→ **DIRECTIVE 1**: Copy word for word the passage of the post below, from "Farewell to the Concrete" to "old Concrete Doughnut.".

Friday, 15 March 2013

Farewell to the Concrete Doughnut

I can't claim to have any great association with BBC Television Centre other than, like most, a long-term viewer of output from within its walls.  But in a way that's the best association of all - you feel like you know the place inside out despite having only visited on a handful of occasions.  So, like any self-respecting telegeek, I'm more than a little sad that this month sees Auntie bidding farewell to the good old Concrete Doughnut.


Growing up and watching too much telly, TVC simply looked like the most fun place you could hope to work.  Saturdays in particular showed it at its best, starting the day with the imperial behemoths of Going Live! and Live & Kicking making the most of their studios and indeed the whole building.  Grandstand then straddled the entire afternoon with a backdrop apparently of the bustling sport department hard at work.  Saturday night entertainment - either the Generation Game, Noel's House Party or The National Lottery Live - would show the larger studios at their best and finally Match of the Day would round things off.  And I haven't even mentioned news, weather or continuity yet, all of which was in the mix too.

(Point annotations for photographs)

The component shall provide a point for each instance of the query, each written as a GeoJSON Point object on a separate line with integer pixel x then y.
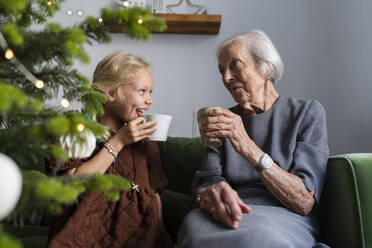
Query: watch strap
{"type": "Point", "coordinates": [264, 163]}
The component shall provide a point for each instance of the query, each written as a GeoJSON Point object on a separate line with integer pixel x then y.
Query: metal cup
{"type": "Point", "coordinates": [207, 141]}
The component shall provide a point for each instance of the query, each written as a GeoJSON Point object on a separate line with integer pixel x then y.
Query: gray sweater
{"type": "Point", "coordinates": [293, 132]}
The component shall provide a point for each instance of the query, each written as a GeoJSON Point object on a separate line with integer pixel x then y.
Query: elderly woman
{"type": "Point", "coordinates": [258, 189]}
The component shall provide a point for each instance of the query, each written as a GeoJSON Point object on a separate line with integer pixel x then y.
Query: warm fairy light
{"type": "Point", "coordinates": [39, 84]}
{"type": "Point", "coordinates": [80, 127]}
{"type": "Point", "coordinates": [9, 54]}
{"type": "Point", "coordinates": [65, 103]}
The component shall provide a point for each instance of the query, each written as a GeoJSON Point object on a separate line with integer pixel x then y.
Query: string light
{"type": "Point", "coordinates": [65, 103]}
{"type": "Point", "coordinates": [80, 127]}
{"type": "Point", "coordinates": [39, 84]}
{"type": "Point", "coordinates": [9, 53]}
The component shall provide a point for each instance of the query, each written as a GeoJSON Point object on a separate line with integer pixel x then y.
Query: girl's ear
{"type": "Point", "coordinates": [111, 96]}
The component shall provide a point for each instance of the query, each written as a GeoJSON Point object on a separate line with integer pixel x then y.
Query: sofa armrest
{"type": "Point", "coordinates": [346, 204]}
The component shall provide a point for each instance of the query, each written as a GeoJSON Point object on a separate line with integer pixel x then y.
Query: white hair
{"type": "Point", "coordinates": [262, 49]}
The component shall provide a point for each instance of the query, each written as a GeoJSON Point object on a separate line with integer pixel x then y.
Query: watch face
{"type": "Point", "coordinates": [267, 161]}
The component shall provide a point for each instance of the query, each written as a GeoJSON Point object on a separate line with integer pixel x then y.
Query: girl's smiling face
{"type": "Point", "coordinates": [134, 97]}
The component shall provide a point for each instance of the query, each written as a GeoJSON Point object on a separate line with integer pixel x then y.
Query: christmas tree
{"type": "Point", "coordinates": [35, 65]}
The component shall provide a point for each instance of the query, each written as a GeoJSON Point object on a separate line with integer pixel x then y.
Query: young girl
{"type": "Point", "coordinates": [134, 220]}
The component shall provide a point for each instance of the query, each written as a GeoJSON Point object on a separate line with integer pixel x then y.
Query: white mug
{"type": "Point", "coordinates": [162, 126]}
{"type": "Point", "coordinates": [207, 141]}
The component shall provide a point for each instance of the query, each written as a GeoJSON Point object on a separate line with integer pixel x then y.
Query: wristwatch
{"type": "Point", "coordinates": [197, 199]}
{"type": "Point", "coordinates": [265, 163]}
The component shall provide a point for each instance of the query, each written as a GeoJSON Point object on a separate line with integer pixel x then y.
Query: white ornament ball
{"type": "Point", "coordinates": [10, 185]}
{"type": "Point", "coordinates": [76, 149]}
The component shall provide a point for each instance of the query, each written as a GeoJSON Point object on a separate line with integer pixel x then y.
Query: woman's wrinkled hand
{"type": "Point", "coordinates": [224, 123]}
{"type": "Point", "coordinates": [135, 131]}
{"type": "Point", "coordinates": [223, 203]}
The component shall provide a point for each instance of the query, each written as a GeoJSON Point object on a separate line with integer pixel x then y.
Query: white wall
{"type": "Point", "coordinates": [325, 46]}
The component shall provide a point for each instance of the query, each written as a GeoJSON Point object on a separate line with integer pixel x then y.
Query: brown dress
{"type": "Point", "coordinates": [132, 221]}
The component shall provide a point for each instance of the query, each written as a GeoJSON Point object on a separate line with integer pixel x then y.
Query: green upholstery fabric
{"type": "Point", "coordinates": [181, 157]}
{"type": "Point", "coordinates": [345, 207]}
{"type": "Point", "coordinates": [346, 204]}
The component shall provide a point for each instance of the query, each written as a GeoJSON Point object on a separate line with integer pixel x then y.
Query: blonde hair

→ **DIRECTIVE 2**: Count how many lines of the records above contain the string "face", treating case as significant, and give only that number.

→ **WORKED ANSWER 1**:
Farewell to the Concrete Doughnut

I can't claim to have any great association with BBC Television Centre other than, like most, a long-term viewer of output from within its walls.  But in a way that's the best association of all - you feel like you know the place inside out despite having only visited on a handful of occasions.  So, like any self-respecting telegeek, I'm more than a little sad that this month sees Auntie bidding farewell to the good old Concrete Doughnut.

→ **WORKED ANSWER 2**: 2